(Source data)
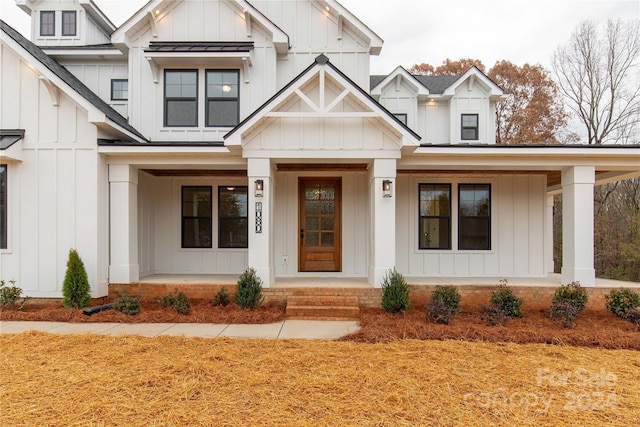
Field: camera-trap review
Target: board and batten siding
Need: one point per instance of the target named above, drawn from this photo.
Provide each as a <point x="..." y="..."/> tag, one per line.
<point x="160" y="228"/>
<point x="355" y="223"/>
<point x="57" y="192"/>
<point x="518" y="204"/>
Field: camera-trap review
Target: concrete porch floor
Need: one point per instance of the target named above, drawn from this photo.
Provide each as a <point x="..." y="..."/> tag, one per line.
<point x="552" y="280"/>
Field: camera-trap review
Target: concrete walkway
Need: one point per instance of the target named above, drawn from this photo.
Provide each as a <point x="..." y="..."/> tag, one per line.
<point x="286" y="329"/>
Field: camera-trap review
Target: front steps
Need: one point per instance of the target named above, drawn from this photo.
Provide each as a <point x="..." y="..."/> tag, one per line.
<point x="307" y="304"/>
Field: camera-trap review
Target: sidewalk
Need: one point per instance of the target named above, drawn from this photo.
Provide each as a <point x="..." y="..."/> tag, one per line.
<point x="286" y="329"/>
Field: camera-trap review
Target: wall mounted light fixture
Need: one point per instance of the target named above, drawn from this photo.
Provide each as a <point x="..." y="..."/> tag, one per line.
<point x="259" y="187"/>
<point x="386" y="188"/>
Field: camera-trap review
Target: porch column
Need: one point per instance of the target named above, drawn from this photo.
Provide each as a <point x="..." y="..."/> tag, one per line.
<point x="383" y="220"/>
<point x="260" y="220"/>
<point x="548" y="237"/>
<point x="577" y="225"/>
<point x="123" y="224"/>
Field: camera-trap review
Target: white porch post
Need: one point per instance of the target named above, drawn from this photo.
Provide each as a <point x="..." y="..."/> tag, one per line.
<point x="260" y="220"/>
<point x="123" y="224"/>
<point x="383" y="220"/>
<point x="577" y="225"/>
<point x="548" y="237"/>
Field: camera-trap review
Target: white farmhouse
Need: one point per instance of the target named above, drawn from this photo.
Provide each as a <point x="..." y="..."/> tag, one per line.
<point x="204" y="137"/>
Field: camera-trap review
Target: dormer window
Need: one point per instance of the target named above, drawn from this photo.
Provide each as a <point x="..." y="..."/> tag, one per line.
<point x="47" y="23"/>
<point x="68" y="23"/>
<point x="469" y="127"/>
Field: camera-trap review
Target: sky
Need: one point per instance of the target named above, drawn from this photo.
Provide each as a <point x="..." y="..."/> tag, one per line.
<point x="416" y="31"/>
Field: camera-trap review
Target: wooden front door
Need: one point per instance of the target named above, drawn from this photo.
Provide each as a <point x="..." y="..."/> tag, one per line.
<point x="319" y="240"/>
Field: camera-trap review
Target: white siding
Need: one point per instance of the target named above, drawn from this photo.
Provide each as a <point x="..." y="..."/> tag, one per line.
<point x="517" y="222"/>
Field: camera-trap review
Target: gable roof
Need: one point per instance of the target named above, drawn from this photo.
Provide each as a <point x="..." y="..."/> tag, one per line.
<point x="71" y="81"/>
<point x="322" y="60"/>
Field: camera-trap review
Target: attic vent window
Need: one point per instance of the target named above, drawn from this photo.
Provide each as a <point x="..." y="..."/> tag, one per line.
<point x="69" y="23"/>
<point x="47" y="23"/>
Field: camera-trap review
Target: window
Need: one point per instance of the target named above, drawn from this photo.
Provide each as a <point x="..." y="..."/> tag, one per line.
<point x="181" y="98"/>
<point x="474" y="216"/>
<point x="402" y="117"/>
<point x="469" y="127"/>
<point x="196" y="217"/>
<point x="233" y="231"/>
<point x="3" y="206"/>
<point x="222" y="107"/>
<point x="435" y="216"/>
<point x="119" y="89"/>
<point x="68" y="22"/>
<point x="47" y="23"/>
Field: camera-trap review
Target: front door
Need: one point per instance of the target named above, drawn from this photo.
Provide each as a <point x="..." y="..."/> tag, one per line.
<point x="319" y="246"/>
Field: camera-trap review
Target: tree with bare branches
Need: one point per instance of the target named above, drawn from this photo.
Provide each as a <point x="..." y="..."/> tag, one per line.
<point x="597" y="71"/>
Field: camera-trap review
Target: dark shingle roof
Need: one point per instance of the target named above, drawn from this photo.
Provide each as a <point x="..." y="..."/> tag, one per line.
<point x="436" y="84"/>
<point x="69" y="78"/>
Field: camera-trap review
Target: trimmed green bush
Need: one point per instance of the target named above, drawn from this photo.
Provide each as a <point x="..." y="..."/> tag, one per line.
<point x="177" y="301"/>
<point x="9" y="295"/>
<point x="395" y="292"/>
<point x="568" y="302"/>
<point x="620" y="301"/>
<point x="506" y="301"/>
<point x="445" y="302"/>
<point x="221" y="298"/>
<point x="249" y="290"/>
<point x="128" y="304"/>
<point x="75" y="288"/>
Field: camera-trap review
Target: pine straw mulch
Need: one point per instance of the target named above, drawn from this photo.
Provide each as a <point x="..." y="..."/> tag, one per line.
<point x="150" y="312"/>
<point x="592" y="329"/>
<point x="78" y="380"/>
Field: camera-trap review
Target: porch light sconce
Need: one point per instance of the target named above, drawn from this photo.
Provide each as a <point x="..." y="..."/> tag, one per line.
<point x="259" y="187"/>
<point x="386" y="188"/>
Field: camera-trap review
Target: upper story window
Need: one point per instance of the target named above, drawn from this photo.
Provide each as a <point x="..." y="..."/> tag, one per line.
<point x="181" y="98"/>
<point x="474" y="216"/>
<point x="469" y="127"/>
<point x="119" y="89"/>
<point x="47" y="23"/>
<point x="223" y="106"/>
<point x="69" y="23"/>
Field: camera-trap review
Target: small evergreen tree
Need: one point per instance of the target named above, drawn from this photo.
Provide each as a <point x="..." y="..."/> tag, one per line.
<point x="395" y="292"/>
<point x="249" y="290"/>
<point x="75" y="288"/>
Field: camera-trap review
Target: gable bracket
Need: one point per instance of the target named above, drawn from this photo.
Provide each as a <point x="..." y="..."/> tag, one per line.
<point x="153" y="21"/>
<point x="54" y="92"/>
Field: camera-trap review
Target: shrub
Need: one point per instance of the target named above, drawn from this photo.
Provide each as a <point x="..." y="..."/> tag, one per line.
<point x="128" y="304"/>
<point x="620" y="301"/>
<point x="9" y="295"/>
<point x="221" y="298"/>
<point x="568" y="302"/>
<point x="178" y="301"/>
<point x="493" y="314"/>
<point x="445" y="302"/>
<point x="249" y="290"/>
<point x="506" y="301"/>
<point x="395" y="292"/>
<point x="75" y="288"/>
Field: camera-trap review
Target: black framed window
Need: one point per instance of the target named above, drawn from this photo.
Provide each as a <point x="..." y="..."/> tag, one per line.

#### Task:
Should a record include a picture, drop the picture and write out the remainder exactly.

#### Answer for the task:
Field: camera-trap review
Target: board and batten siding
Need: one point per instance of the target named above, drawn from this photo.
Provide each as a <point x="..." y="..."/> tag, one per line.
<point x="160" y="228"/>
<point x="355" y="223"/>
<point x="57" y="192"/>
<point x="518" y="204"/>
Field: camera-trap review
Target: concrete porch floor
Need: one point per instance of the target named above, drawn from this photo.
Provide each as a <point x="..." y="..."/> tag, one per line.
<point x="552" y="280"/>
Field: camera-trap review
Target: concrete walkway
Need: one point per instance of the target named above, drawn from this photo.
Provide each as a <point x="..." y="..."/> tag, one per line.
<point x="286" y="329"/>
Field: camera-trap review
Target: front steps
Need: one point per instance of the target named above, drawn from this photo.
Provide each as a <point x="..." y="..."/> tag, one per line.
<point x="307" y="304"/>
Field: camera-trap review
Target: sidewalk
Need: one point per instance of the target named above, drawn from this photo.
Provide each as a <point x="..." y="..."/> tag, one per line.
<point x="286" y="329"/>
Field: camera-trap review
Target: wall mounted light fixture
Need: one point per instance of the target named above, drawn from this photo.
Provide each as a <point x="..." y="..."/> tag, one per line.
<point x="259" y="187"/>
<point x="386" y="188"/>
Field: camera-trap review
Target: porch column
Need: one point per instance of the target named above, drawn from this photo.
Provide each as a <point x="..." y="..."/> tag, one per line.
<point x="383" y="220"/>
<point x="260" y="220"/>
<point x="548" y="237"/>
<point x="577" y="225"/>
<point x="123" y="224"/>
Field: camera-trap review
Target: white porch post
Need: one point per instance of the target named above, drawn from this photo.
Provide each as a <point x="..." y="..."/> tag, one per line.
<point x="260" y="220"/>
<point x="123" y="224"/>
<point x="383" y="220"/>
<point x="577" y="225"/>
<point x="548" y="237"/>
Field: camera-trap review
Target: white farmhouse
Need: one point per instance of the target named above, drawn from this photo.
Provide each as a <point x="..." y="..."/> tag, one per line.
<point x="204" y="137"/>
Field: camera-trap review
Target: dormer window
Need: one point per instance of the target named above, drawn from this photo.
Provide each as a <point x="..." y="..."/> tag, one per line.
<point x="47" y="23"/>
<point x="68" y="23"/>
<point x="469" y="127"/>
Field: camera-trap review
Target: sky
Need: one point per instance of the target named above, drawn from this photo.
Provide each as a <point x="..." y="..."/> tag, one per line.
<point x="416" y="31"/>
Field: camera-trap review
Target: wooden front door
Need: one point per instance of the target named above, drawn from this photo.
Provide each as a <point x="..." y="..."/> tag, one per line.
<point x="319" y="240"/>
Field: camera-trap review
Target: white siding
Need: one point per instance of the target named above, drawn from this photo.
Provide each as a <point x="..." y="..."/> tag, one per line.
<point x="517" y="222"/>
Field: camera-trap review
Target: gable roof
Need: one point per instance of the target named above, drawn from this photo.
Provide each as a <point x="..." y="..."/> tag, one per line.
<point x="71" y="81"/>
<point x="322" y="60"/>
Field: camera-trap review
Target: attic vent window
Need: one point per instance of the target named above, drawn from this photo.
Provide each as a <point x="..." y="..."/> tag, one per line.
<point x="69" y="23"/>
<point x="47" y="23"/>
Field: camera-trap review
Target: window
Need: one point per instance of the target named above, drawn from this photo.
Provide each as a <point x="..." y="..."/> tag, one per line.
<point x="181" y="98"/>
<point x="474" y="216"/>
<point x="402" y="117"/>
<point x="469" y="127"/>
<point x="196" y="217"/>
<point x="233" y="231"/>
<point x="3" y="206"/>
<point x="222" y="107"/>
<point x="435" y="216"/>
<point x="119" y="89"/>
<point x="68" y="22"/>
<point x="47" y="23"/>
Field: camera-trap review
Target: front door
Need: one point per instance of the target named above, drawn from this photo.
Provide each as a <point x="..." y="..."/> tag, one per line.
<point x="319" y="246"/>
Field: camera-trap review
Target: tree with bare branches
Need: one point per instance of the target named above, drawn from this photo.
Provide each as a <point x="..." y="..."/> tag, one per line.
<point x="597" y="71"/>
Field: camera-trap review
Target: dark shingle roof
Need: one point per instance of the target named above, drawn from this photo.
Provide each as a <point x="..." y="..."/> tag, one per line.
<point x="436" y="84"/>
<point x="69" y="78"/>
Field: camera-trap review
Target: trimmed green bush
Need: one point per instance of the target named above, drawn from this photo.
Provide each as a <point x="..." y="..."/> tag, one per line.
<point x="177" y="301"/>
<point x="9" y="295"/>
<point x="395" y="292"/>
<point x="568" y="302"/>
<point x="620" y="301"/>
<point x="506" y="301"/>
<point x="445" y="302"/>
<point x="221" y="298"/>
<point x="249" y="290"/>
<point x="128" y="304"/>
<point x="75" y="288"/>
Field: camera-trap review
Target: pine straw mulch
Need: one point per instance of the target named above, drawn from this photo.
Provide each as a <point x="..." y="..."/> tag, one per line.
<point x="150" y="312"/>
<point x="592" y="329"/>
<point x="78" y="380"/>
Field: camera-trap review
Target: porch light sconce
Need: one point per instance of the target named above, drawn from this photo.
Provide each as a <point x="..." y="..."/> tag, one per line.
<point x="259" y="187"/>
<point x="386" y="188"/>
Field: camera-trap review
Target: upper story window
Need: one point per instance of the target named above, drawn from this photo.
Provide each as a <point x="..." y="..."/> tag, one per line.
<point x="181" y="98"/>
<point x="474" y="216"/>
<point x="469" y="127"/>
<point x="119" y="89"/>
<point x="47" y="23"/>
<point x="223" y="106"/>
<point x="69" y="23"/>
Field: camera-trap review
Target: small evergreen tree
Need: one point per instance of the target named above, drawn from this photo.
Provide each as a <point x="..." y="..."/> tag, one per line.
<point x="395" y="292"/>
<point x="249" y="290"/>
<point x="75" y="288"/>
Field: camera-trap review
Target: gable bracket
Need: one point per instance of the target named above, drawn from this photo.
Provide each as a <point x="..." y="..."/> tag, one per line.
<point x="153" y="21"/>
<point x="54" y="92"/>
Field: camera-trap review
Target: shrub
Need: one point per instance of the target named above, drawn from this photo.
Provide each as a <point x="..." y="..."/> tag, one per line.
<point x="128" y="304"/>
<point x="620" y="301"/>
<point x="9" y="295"/>
<point x="221" y="298"/>
<point x="568" y="302"/>
<point x="178" y="301"/>
<point x="493" y="314"/>
<point x="445" y="302"/>
<point x="249" y="290"/>
<point x="506" y="301"/>
<point x="395" y="292"/>
<point x="75" y="288"/>
Field: camera-trap review
Target: black framed window
Need: one point per instance of the target named above, drawn from this photo.
Provide each as a <point x="..." y="..."/> tag, one per line.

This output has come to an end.